[Zeilen aus einem Segmentierungsdatensatz]
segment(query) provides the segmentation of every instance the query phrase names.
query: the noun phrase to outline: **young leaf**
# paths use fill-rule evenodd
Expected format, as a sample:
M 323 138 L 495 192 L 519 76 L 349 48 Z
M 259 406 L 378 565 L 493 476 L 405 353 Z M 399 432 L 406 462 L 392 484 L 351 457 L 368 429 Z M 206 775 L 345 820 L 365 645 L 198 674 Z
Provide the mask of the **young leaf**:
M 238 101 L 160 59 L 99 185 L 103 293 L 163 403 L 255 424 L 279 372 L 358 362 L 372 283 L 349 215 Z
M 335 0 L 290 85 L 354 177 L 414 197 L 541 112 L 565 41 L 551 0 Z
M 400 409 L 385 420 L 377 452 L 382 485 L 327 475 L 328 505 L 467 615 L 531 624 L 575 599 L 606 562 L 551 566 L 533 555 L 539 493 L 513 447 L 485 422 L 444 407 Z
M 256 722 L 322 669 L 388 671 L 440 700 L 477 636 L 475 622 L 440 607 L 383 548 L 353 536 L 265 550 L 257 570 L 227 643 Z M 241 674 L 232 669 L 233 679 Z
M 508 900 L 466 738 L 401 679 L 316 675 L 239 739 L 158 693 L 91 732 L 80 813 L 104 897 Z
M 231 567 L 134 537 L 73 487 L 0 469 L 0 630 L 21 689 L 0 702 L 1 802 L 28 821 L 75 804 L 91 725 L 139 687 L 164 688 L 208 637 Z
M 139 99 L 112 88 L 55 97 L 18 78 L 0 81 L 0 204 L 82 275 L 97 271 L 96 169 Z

» Arbeitsanweisung: Entnimm bitte der obigen Auflistung sämtliche Zeilen und gib sie Zeichen für Zeichen unverändert wieder.

» Ergebnis der Aufgabe:
segment(query) provides the segmentation of every instance the query phrase names.
query: the noun phrase to outline: **young leaf**
# paths use fill-rule evenodd
Expected format, as a sample:
M 323 138 L 495 192 L 519 76 L 349 48 Z
M 259 406 L 378 565 L 493 476 L 405 353 Z M 399 432 L 406 462 L 392 484 L 351 457 L 368 429 Z M 206 775 L 345 820 L 365 645 L 198 674 Z
Provide the mask of the **young leaf**:
M 238 101 L 160 59 L 99 185 L 103 293 L 163 403 L 255 424 L 279 372 L 358 362 L 372 283 L 349 215 Z
M 335 0 L 290 85 L 354 177 L 414 197 L 541 112 L 565 41 L 551 0 Z
M 400 409 L 385 420 L 377 452 L 382 485 L 327 475 L 328 505 L 467 615 L 531 624 L 575 599 L 606 562 L 551 566 L 533 555 L 539 493 L 513 447 L 485 422 L 444 407 Z
M 256 722 L 322 669 L 388 671 L 440 700 L 477 636 L 475 622 L 440 607 L 383 548 L 353 536 L 265 550 L 257 570 L 227 643 Z M 241 674 L 232 669 L 233 679 Z
M 508 900 L 466 738 L 401 679 L 316 675 L 239 739 L 158 693 L 91 732 L 80 813 L 104 897 Z
M 231 567 L 134 537 L 73 487 L 0 469 L 0 630 L 21 689 L 0 702 L 1 802 L 28 821 L 75 804 L 91 725 L 139 687 L 164 688 L 208 637 Z
M 139 99 L 112 88 L 55 97 L 18 78 L 0 81 L 0 204 L 82 275 L 97 271 L 96 169 Z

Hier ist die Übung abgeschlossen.